__Text provided__

-- Start --

# Got pork bellies today



## dave17a (Feb 14, 2013)

They came in Tuesday but got them today, fresh not frozen,  they didn't call me. Anywho, want to do dry rub which is 3-4 days country ham cure (sausage maker.com) Can this go longer and would like to try other in wet brine which is 7 days or so like pops brine. Wonder if one belly can sit another couple three days in fridge till rub. First time for me. Cheese is still waiting till March. Am doing some more Sat. sneek that into this HA HA.

                                              Thanks, Dave


----------



## prkranger2 (Feb 14, 2013)

How much cure did Sausage Maker say to use per lbs of meat?


----------



## dave17a (Feb 14, 2013)

1# per 25#s


----------



## dave17a (Feb 15, 2013)

Whoops 2# per 25#


----------



## dave17a (Feb 15, 2013)

After laying awake this morn, thinking about it am just going to start cure tinight. Got 23 3 to do.. Gonna do tjohnson recipe on one. and just straight country cure on other . anybody ever just done cure and nothing else? Closer it gets more nervous I get on doing it right. Lotta money.

-- End --

Extracted records
-- Start --

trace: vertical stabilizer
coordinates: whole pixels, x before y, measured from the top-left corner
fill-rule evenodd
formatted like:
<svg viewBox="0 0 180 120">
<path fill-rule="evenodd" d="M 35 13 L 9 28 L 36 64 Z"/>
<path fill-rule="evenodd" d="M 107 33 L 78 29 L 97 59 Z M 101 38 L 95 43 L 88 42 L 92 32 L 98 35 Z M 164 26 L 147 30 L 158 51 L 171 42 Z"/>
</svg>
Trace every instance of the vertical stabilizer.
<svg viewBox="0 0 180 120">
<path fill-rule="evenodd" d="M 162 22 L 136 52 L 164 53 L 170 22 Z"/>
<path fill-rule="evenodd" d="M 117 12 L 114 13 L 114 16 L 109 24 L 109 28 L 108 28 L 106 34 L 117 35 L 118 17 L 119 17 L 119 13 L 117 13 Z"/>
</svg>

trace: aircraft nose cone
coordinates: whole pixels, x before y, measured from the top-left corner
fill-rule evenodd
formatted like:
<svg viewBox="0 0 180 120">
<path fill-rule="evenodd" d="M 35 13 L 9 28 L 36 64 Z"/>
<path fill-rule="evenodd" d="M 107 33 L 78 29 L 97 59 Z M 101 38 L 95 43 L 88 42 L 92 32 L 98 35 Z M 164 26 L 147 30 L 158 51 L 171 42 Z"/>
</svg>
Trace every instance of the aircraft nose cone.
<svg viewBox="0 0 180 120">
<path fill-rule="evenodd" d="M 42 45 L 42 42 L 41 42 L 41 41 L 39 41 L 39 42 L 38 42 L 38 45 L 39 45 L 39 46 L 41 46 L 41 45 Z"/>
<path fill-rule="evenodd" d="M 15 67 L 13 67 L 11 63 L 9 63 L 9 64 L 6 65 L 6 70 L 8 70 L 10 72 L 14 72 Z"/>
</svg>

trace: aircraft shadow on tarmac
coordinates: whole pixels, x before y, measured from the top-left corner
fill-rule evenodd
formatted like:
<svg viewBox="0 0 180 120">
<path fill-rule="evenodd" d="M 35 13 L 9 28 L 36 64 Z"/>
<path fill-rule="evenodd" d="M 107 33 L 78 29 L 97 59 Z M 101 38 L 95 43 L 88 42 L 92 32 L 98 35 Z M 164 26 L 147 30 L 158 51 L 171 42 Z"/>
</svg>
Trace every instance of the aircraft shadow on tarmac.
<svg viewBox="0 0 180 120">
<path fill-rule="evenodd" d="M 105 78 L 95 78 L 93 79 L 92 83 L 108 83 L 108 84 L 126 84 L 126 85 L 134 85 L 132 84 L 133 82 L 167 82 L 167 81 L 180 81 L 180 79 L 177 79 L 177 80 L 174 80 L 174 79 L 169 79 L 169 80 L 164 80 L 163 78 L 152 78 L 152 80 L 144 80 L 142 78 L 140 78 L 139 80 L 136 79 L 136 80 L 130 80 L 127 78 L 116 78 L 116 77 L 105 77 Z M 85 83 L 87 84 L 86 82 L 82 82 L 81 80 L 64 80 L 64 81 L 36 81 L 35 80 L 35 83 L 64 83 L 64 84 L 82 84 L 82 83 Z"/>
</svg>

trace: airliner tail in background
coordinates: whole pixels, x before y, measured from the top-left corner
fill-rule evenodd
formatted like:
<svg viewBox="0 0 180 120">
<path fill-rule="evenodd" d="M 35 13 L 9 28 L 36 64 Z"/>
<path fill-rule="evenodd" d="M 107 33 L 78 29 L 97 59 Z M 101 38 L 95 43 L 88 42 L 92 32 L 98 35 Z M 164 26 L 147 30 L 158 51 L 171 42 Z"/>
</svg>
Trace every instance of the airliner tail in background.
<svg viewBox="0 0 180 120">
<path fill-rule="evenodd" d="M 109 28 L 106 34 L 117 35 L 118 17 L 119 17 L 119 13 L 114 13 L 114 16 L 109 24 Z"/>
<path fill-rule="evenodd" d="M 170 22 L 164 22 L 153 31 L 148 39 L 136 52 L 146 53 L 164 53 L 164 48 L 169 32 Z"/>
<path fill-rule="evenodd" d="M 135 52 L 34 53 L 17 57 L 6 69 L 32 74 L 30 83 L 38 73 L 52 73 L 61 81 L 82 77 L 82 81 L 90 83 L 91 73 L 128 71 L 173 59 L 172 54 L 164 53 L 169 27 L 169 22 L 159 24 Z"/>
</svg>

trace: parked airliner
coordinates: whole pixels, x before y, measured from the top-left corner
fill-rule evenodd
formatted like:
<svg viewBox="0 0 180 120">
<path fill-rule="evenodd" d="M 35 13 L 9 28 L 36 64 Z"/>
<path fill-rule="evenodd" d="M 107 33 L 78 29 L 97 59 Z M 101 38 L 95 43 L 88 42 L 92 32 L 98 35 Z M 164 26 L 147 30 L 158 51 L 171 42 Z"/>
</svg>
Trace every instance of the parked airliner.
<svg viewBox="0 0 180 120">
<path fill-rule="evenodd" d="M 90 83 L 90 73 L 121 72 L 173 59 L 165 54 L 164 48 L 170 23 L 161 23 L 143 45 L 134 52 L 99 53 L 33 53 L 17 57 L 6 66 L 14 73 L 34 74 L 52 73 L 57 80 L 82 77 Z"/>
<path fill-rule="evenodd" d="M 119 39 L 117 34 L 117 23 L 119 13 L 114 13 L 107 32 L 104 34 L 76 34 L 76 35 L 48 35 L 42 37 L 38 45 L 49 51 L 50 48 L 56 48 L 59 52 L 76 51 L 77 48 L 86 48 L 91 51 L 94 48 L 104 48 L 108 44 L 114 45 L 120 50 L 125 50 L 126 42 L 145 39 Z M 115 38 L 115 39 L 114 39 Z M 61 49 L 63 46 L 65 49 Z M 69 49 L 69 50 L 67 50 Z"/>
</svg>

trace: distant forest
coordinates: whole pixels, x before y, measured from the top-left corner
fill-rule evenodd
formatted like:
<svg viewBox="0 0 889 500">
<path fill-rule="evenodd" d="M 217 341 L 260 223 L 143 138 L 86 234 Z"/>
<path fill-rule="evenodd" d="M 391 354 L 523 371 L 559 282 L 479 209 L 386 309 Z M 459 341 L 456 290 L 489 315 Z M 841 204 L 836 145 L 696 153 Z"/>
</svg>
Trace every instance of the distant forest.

-- End --

__Exercises to complete__
1: In the pork belly thread, how many days does dave17a say the wet brine takes?
2: Carry the pork belly thread forward from its last post.
The extracted lines are material separate from the pork belly thread.

__Per-task answers__
1: About 7 days.

2:
----------



## mr t 59874 (Feb 17, 2013)

Dave 17a, If you are using a commercial cure, go by the manufactures recommendations.  Most dry cures that I know of recommend a curing time of seven days per inch of thickness.  I wouldn't think that 3-4 days would be long enough to properly cure your bellies.  Can't help on the wet cure as I only dry cure .  You will be fine holding one for an extra few days.  The bacon is ready to be trimmed and packaged when curing period is completed.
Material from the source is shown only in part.